WHAT YOU NEED TO DO: Keep every line in which "below" occurs and drop the rest of the data.

Items from a dataset
──────
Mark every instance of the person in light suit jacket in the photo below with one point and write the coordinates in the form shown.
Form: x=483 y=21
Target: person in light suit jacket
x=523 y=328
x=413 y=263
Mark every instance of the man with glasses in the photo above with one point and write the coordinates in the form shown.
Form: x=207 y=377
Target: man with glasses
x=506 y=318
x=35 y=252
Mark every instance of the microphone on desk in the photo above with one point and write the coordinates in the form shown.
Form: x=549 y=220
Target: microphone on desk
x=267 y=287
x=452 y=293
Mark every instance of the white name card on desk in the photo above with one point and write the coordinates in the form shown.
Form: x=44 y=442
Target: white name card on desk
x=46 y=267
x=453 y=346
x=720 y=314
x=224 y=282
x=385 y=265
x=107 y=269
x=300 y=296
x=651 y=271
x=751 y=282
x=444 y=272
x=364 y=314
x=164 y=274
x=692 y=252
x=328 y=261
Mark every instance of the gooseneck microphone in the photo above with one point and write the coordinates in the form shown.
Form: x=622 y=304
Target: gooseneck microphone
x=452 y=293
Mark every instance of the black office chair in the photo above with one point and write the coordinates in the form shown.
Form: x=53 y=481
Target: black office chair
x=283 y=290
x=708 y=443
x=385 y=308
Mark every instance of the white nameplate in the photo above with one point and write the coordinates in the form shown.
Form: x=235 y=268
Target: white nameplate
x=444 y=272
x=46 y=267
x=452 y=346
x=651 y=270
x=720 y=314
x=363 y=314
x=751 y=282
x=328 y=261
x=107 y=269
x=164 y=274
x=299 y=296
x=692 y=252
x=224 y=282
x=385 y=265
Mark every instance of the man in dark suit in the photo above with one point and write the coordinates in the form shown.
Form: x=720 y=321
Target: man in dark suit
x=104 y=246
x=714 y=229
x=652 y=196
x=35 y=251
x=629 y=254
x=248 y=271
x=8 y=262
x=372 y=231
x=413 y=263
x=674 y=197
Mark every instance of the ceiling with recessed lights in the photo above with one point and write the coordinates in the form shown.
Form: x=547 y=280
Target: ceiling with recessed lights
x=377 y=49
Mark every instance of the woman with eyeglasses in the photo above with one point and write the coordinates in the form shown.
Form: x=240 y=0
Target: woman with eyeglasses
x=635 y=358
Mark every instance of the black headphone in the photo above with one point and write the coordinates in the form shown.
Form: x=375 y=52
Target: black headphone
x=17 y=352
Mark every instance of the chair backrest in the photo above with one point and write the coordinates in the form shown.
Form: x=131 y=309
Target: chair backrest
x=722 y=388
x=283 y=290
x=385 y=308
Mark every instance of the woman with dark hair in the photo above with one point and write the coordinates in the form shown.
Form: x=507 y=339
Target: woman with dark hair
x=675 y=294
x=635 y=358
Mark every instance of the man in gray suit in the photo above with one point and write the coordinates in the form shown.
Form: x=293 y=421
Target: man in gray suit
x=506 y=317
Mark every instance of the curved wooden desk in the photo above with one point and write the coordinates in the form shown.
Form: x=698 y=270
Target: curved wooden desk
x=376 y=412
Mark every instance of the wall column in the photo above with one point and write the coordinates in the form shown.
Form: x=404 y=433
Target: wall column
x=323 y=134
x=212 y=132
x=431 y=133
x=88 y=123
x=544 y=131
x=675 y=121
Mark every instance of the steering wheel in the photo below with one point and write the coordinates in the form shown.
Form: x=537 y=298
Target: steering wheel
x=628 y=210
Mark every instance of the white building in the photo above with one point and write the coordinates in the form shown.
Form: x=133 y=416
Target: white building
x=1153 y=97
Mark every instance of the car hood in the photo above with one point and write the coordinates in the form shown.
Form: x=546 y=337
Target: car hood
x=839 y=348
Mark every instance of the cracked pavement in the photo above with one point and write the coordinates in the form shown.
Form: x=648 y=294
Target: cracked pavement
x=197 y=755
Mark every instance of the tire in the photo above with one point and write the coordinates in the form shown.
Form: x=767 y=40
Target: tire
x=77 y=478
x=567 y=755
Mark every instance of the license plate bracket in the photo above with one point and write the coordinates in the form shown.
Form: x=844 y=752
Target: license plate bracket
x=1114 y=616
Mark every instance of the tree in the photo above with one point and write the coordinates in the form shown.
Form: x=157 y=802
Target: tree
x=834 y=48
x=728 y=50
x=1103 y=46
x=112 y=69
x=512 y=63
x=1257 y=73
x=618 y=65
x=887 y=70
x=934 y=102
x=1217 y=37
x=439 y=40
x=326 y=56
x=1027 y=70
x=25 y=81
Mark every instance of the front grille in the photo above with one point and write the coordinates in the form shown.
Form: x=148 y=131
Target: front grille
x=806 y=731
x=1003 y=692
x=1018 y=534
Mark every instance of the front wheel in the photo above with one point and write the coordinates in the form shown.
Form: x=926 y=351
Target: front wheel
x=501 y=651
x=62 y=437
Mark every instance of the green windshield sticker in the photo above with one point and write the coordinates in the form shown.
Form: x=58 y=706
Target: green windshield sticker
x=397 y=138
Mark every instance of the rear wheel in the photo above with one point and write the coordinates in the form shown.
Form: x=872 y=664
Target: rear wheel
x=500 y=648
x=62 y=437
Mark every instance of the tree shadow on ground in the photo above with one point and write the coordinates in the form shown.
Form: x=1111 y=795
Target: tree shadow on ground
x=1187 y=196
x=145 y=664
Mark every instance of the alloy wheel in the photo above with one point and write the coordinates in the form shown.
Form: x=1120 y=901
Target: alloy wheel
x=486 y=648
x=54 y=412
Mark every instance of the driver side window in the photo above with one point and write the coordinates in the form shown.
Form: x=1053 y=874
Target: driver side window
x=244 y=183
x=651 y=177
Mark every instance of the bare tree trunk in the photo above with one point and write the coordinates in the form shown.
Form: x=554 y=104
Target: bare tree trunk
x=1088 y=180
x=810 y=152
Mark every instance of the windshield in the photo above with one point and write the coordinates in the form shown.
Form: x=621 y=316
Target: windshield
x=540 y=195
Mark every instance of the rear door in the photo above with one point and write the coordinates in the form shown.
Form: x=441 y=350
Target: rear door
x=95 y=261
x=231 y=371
──────
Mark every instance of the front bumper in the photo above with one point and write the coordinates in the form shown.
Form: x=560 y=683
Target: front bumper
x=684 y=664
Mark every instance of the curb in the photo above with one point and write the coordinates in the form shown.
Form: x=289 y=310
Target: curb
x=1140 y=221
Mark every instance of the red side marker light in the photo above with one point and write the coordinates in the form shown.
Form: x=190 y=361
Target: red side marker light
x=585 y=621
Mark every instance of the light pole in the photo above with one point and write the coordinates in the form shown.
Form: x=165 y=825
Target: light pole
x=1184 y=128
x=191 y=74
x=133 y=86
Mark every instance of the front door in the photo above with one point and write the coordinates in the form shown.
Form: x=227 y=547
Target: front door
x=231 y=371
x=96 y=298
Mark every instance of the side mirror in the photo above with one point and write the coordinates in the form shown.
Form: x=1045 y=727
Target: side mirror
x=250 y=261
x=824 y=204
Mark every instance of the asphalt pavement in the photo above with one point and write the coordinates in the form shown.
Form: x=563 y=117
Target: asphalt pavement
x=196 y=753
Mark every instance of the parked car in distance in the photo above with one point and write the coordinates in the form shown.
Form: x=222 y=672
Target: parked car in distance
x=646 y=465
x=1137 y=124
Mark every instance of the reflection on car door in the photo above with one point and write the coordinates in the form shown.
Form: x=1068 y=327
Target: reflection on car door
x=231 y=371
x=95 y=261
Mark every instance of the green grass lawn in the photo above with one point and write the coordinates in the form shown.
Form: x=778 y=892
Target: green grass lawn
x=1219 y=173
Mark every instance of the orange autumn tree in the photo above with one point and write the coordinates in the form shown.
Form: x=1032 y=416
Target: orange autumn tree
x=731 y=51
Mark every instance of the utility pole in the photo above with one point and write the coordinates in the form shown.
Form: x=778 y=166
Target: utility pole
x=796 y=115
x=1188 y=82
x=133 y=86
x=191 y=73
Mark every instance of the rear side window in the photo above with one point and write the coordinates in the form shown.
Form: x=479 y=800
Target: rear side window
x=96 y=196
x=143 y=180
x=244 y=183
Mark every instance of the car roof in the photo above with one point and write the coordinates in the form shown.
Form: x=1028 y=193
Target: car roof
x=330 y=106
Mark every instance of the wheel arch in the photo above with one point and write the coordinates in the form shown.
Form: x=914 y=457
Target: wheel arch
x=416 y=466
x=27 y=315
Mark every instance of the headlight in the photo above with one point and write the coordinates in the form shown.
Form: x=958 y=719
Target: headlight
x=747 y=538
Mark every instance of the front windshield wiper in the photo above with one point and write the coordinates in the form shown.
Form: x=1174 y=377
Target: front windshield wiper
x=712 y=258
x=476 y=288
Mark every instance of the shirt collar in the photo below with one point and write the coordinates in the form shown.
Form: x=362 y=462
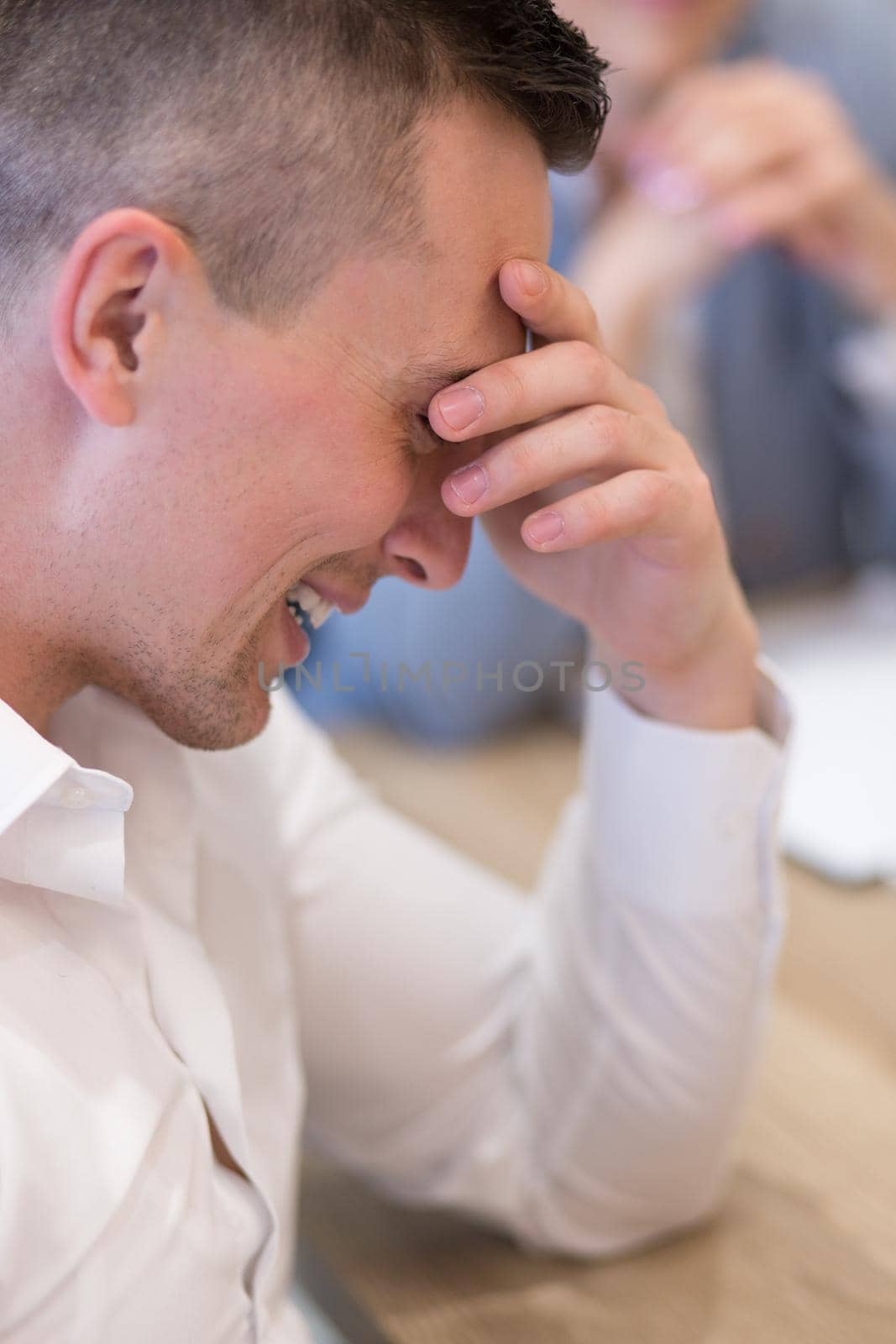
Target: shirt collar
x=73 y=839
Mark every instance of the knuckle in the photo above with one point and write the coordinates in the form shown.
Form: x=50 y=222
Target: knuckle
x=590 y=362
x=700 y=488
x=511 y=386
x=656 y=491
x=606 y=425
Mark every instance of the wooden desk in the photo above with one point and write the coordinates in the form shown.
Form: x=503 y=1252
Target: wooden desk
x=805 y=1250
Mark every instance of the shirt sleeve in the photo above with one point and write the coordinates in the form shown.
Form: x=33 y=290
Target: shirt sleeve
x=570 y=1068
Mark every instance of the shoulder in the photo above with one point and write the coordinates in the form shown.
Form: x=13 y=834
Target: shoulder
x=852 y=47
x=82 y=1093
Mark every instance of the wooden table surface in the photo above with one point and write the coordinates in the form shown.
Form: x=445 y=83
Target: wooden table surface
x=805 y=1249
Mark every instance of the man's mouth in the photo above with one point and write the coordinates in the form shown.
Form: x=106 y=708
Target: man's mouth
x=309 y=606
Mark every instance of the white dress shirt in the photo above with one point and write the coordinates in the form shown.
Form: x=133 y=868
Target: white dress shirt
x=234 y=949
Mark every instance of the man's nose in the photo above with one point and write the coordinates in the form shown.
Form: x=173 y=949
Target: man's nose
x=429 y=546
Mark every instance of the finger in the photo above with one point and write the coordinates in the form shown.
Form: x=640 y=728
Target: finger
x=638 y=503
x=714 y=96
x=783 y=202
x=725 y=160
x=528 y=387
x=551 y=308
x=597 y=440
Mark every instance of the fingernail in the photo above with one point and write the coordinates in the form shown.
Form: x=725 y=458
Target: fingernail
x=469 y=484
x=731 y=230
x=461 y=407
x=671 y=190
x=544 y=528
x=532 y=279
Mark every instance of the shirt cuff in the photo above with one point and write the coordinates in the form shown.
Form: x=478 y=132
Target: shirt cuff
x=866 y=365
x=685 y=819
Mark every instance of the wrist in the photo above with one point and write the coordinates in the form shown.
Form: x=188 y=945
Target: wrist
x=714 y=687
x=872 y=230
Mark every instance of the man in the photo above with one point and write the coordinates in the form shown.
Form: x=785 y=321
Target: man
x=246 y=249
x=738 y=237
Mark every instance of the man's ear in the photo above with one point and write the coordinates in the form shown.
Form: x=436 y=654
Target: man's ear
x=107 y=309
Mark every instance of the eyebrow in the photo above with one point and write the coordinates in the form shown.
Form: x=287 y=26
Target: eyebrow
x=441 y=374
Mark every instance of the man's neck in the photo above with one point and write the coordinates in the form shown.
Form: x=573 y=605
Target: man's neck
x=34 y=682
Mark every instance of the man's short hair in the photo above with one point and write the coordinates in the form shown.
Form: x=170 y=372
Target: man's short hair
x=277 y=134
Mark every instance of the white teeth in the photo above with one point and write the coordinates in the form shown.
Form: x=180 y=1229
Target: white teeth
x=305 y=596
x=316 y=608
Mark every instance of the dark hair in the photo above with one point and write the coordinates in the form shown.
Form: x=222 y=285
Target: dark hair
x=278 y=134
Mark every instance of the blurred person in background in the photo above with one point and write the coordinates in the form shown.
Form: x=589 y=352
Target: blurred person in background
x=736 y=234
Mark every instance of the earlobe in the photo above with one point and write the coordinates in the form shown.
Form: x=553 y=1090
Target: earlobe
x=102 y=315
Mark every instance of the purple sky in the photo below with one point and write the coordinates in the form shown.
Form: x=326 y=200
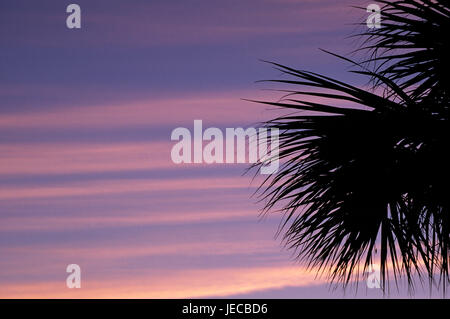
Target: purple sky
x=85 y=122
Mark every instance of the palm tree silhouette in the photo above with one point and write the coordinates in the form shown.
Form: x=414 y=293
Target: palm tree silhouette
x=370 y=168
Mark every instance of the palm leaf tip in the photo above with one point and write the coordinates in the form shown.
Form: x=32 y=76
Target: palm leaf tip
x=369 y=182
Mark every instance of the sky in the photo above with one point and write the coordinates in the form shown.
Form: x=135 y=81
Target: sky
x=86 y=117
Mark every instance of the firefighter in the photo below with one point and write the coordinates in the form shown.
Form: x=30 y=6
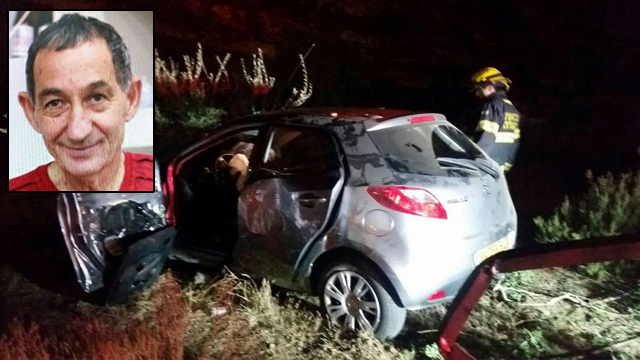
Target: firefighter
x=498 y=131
──────
ANSWER TO THIS PROBLEM:
Mark every instance of the person in light suit jacket in the photo below with one point and write the coordinates in the form shown.
Mark every instance of the steering wheel in the photo below with one point and write the coordinates in the form shown.
Mark every instance of the shirt collar in the photo below with one point and write the coordinates in the form shown.
Mark every instance of the purple sky in the photo below with one point and write the coordinates in the form shown.
Mark every instance of the firefighter in the photo below with one point and write the coordinates in the form shown.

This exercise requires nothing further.